# WHAT YOU HAVE TO DO:
Can you rewrite the items from the line with "smoothie in glass?" through the end of the items, changing "chopped cabbage" to "shredded cabbage" and keeping everything else the same? Leave the pictures out of your answer.

Picture annotation items:
=-=-=-=-=
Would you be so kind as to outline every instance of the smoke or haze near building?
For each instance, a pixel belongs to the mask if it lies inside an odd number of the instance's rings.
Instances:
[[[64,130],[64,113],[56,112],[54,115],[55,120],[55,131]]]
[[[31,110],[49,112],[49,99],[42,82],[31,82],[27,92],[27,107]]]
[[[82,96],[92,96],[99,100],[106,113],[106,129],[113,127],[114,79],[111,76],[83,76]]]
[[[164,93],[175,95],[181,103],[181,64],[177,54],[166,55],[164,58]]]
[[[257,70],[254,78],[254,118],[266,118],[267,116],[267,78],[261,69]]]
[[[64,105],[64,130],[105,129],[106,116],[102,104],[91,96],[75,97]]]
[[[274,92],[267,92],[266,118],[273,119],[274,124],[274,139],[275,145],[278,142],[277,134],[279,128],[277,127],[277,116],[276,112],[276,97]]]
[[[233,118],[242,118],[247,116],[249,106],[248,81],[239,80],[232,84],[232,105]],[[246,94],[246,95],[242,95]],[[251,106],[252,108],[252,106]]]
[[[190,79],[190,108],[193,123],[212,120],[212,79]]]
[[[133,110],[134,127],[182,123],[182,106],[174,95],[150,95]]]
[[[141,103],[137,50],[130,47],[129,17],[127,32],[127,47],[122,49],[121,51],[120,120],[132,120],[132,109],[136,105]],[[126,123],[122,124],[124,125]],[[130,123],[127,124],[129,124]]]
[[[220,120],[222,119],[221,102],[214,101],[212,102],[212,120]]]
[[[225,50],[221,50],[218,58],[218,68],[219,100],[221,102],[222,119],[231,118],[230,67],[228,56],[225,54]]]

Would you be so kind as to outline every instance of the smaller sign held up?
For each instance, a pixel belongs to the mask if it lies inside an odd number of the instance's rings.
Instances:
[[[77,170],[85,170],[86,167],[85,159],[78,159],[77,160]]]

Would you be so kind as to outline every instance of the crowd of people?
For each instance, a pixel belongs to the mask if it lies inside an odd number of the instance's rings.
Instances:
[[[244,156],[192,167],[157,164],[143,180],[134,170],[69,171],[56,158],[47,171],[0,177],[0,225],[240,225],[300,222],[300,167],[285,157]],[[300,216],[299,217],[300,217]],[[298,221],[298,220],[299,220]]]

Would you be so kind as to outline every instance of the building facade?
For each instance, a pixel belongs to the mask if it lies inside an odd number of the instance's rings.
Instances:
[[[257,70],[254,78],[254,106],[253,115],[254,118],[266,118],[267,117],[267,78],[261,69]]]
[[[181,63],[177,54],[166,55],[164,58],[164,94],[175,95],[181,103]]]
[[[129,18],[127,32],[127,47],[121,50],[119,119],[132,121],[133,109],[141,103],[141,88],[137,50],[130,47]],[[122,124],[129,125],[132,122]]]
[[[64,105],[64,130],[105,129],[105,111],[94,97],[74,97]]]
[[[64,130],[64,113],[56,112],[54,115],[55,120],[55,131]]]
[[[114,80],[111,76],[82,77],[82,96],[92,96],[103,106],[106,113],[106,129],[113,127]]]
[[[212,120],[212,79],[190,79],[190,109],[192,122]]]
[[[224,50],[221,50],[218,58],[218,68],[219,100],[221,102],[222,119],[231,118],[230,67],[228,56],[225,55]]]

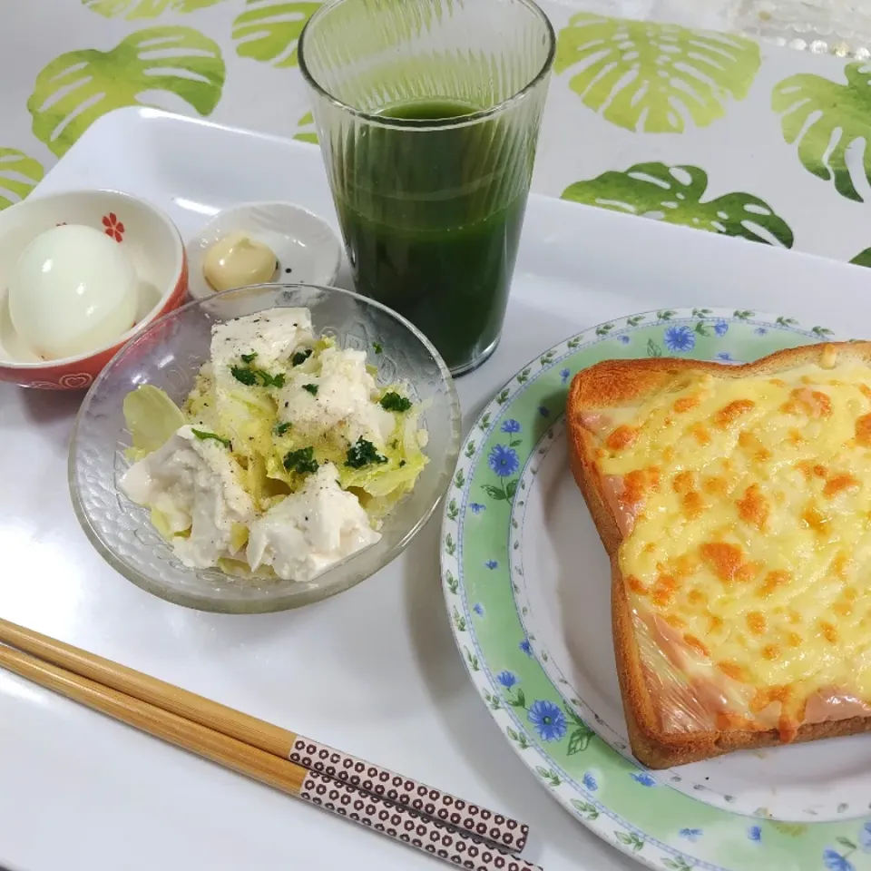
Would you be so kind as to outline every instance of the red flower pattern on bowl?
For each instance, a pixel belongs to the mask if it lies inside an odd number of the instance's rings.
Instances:
[[[123,216],[123,220],[121,220]],[[40,360],[23,348],[8,318],[5,292],[18,254],[52,227],[85,224],[126,245],[140,279],[140,309],[132,328],[111,346],[61,360]],[[188,264],[178,229],[159,209],[114,191],[38,193],[0,212],[0,381],[42,390],[89,387],[127,341],[187,297]]]
[[[103,226],[106,228],[106,235],[111,236],[116,242],[124,240],[124,225],[113,211],[103,216]]]

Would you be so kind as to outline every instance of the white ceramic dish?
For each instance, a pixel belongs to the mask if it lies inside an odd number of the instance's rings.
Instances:
[[[188,244],[194,299],[214,294],[203,278],[203,261],[212,245],[234,232],[250,233],[275,252],[278,269],[269,281],[331,285],[336,280],[342,245],[325,220],[290,202],[247,202],[220,211]]]
[[[185,240],[251,200],[293,200],[338,227],[314,147],[151,109],[96,122],[40,191],[83,183],[147,196]],[[502,343],[457,381],[466,427],[526,361],[595,324],[703,304],[852,335],[871,322],[868,276],[533,196]],[[0,545],[3,577],[14,579],[0,584],[4,617],[504,809],[531,824],[526,856],[546,871],[639,867],[551,800],[495,730],[444,613],[436,524],[367,583],[310,608],[231,618],[179,608],[119,582],[82,533],[65,486],[76,407],[0,385]],[[2,672],[0,724],[0,774],[15,785],[0,790],[0,866],[116,871],[122,856],[124,871],[238,871],[245,856],[258,871],[434,867]]]
[[[36,236],[58,224],[84,224],[126,250],[138,279],[136,323],[111,344],[86,354],[44,360],[15,333],[6,299],[18,256]],[[44,389],[87,387],[115,351],[155,318],[178,308],[188,284],[179,230],[144,199],[111,190],[35,194],[0,212],[0,380]]]

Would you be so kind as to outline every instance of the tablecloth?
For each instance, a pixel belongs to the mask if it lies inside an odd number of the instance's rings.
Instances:
[[[318,5],[5,0],[0,208],[120,106],[315,142],[296,43]],[[543,5],[559,42],[534,190],[871,261],[871,11],[844,0]]]

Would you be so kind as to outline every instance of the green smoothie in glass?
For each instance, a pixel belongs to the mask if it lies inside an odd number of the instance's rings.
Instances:
[[[455,375],[474,368],[504,319],[547,19],[527,0],[334,0],[299,57],[356,289],[414,323]]]

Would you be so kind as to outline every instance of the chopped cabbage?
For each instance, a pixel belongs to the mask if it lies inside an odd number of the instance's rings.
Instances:
[[[188,422],[181,409],[151,384],[143,384],[124,396],[123,412],[133,443],[125,455],[132,461],[156,451]]]
[[[318,339],[310,356],[293,367],[294,371],[317,377],[321,353],[333,347],[331,338]],[[290,366],[289,363],[289,373]],[[370,366],[367,369],[370,375],[377,374]],[[391,385],[378,390],[372,401],[377,402],[390,392],[406,396],[407,391],[402,385]],[[399,500],[412,490],[426,465],[427,458],[421,450],[425,442],[421,436],[426,436],[420,426],[423,406],[418,404],[412,405],[407,411],[391,411],[396,426],[387,444],[376,445],[381,459],[354,468],[347,465],[350,445],[338,428],[313,438],[295,430],[292,421],[280,420],[279,393],[278,387],[247,385],[229,372],[215,373],[210,363],[205,364],[197,376],[183,413],[163,391],[151,385],[139,387],[124,399],[124,416],[132,436],[132,447],[127,455],[132,460],[142,459],[185,424],[214,433],[229,439],[232,455],[239,464],[240,484],[258,511],[265,512],[302,486],[306,473],[292,465],[286,468],[285,460],[289,454],[310,448],[318,465],[336,465],[339,485],[353,492],[373,524],[380,525]],[[164,538],[172,537],[172,531],[159,513],[152,512],[152,523]],[[247,539],[247,527],[240,524],[238,530],[233,530],[234,554],[244,548]]]

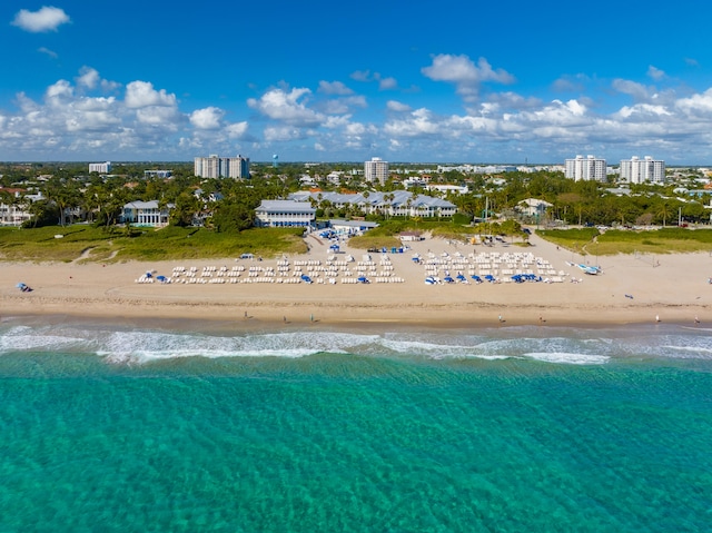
=-=-=-=-=
# RESULT OF THIS EXERCISE:
Would you be so kind as to outline every instance of the green smoothie in glass?
For each instance, a pixel belongs to the mask if it lies inside an odd number of the instance's rings.
Instances:
[[[455,375],[474,368],[504,319],[547,19],[527,0],[334,0],[299,57],[356,289],[414,323]]]

Would you be so kind as to outline every instance of the shredded cabbage?
For each instance, a pixel belongs to the mask if it lies inside an odd number of the instance's rings.
Instances:
[[[188,422],[181,409],[151,384],[143,384],[124,396],[123,412],[133,443],[125,455],[132,461],[156,451]]]
[[[318,339],[310,356],[293,367],[294,371],[317,377],[321,353],[333,347],[331,338]],[[290,366],[289,363],[289,373]],[[370,366],[367,369],[370,375],[377,374]],[[391,385],[378,390],[372,401],[377,402],[390,392],[406,396],[407,391],[402,385]],[[399,500],[412,490],[426,465],[427,458],[421,450],[425,442],[421,436],[426,436],[420,426],[423,406],[418,404],[412,405],[407,411],[391,411],[396,426],[387,444],[376,445],[381,459],[354,468],[347,465],[350,445],[338,428],[313,438],[295,430],[292,421],[280,420],[279,393],[278,387],[247,385],[229,372],[215,373],[210,363],[205,364],[197,376],[183,413],[163,391],[151,385],[139,387],[124,399],[124,416],[132,436],[132,447],[127,455],[132,460],[142,459],[185,424],[214,433],[229,439],[232,455],[239,464],[240,484],[258,511],[265,512],[302,486],[306,473],[292,465],[286,468],[285,460],[289,454],[310,448],[318,465],[336,465],[339,485],[353,492],[373,524],[380,525]],[[164,538],[172,537],[172,531],[159,513],[152,512],[152,523]],[[247,539],[247,527],[240,524],[238,530],[233,530],[234,554],[244,548]]]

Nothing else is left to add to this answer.